List of tasks
(1) According to the passage on Kerouac's rise to fame, when did Viking publish On the Road?
(2) Reproduce the Kerouac passage verbatim, everything from "By then he was" down to "than two weeks.".
(3) Pick up the passage on Kerouac's sudden celebrity at the point where it stops, and continue it.

Excerpted text

Everything changed in late 1956, after he came down from the mountains. With the help of editor and critic Malcolm Cowley, Kerouac was able to publish excerpts of “The Beat Generation” in the literary magazines New World Writing and The Paris Review. With this push—and the publicity that followed Ginsberg’s success with his poem “Howl,” which was dedicated to “Jack Kerouac, new Buddha of American prose”—the time for Kerouac became ripe. Finally, after many revisions to the original manuscript, Viking accepted On the Road, publishing it in the fall of 1957. Within a few weeks, The New York Times hailed Kerouac as the voice of a new generation. He became famous overnight, appearing on radio and television, in newspapers and on college campuses, and quickly grew uncomfortable with fame.

By then he was 35. His 21-year-old girlfriend at the time, Joyce Glassman (now Johnson), recalls this tumultuous period of Kerouac’s sudden celebrity, saying, “I felt this kind of anger in people. They were fascinated by him. They also thought he was very threatening. They hated him. All the men wanted to fight him. All the women wanted to fuck him, not in a nice way, but in an aggressive way.” Interviewers were hostile, as if Kerouac were the despicable Dean Moriarty himself. When Kerouac went out at night in Greenwich Village, he’d get drunk and obnoxious. Once, he was beaten quite badly, his head smashed against a curb. He needed to get away. Despite his fame, Viking didn’t want to publish any of his unpublished novels. They wanted him to write another book like On the Road. So Kerouac retreated to his sister’s house in Orlando, where he wrote The Dharma Bums in less than two weeks.

Raw records
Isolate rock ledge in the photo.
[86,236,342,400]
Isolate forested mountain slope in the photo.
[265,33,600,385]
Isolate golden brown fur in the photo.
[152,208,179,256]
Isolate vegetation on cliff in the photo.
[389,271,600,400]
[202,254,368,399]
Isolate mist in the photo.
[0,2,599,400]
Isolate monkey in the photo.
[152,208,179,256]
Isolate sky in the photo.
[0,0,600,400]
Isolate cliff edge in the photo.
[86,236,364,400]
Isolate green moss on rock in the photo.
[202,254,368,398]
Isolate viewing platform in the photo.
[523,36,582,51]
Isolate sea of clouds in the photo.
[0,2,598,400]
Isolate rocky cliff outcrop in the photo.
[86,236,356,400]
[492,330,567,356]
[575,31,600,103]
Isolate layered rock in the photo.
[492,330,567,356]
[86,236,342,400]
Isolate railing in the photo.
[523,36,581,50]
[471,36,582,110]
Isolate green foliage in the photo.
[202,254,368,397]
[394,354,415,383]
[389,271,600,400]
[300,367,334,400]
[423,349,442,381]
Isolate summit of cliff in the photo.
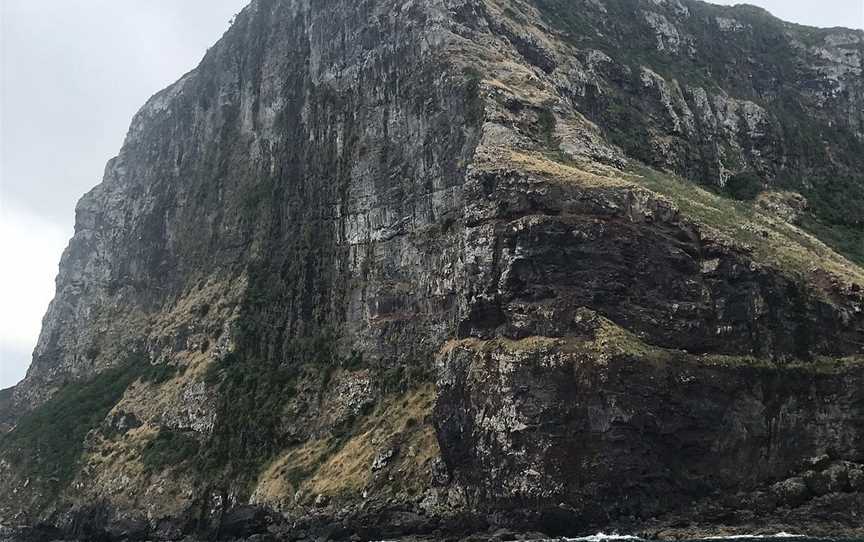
[0,0,864,540]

Task-by-task answers
(1) In the fall of 1957.

(2)
By then he was 35. His 21-year-old girlfriend at the time, Joyce Glassman (now Johnson), recalls this tumultuous period of Kerouac’s sudden celebrity, saying, “I felt this kind of anger in people. They were fascinated by him. They also thought he was very threatening. They hated him. All the men wanted to fight him. All the women wanted to fuck him, not in a nice way, but in an aggressive way.” Interviewers were hostile, as if Kerouac were the despicable Dean Moriarty himself. When Kerouac went out at night in Greenwich Village, he’d get drunk and obnoxious. Once, he was beaten quite badly, his head smashed against a curb. He needed to get away. Despite his fame, Viking didn’t want to publish any of his unpublished novels. They wanted him to write another book like On the Road. So Kerouac retreated to his sister’s house in Orlando, where he wrote The Dharma Bums in less than two weeks.

(3)
In this time of transition—before his drinking habit turned to outright alcoholism, and after his years of wandering and creative fury—he wrote about what was perhaps the happiest period of his life. The Dharma Bums chronicles his adventures with Snyder, Ginsberg, and other Bay Area poets during 1955 and 1956—the time immediately before On the Road was published and, as his friend John Clellon Holmes put it, before Kerouac’s fame “so discombobulated him that for the rest of his life he never, never got his needle back on true north.”

Indeed, by the time The Dharma Bums was published, in 1958, Snyder was living in Japan with fellow Beat and soon-to-be Zen monk Philip Whalen, who invited Kerouac to join them. Kerouac wrote back that he’d be too embarrassed for them to see him, admitting, “I’ve become so decadent and drunk and don’t give a shit. I’m not a Buddhist anymore.” But by then it was too late. The Dharma Bums was already on the way to converting thousands, maybe millions of readers—or at least leading them to the Buddha’s path, as it did to me.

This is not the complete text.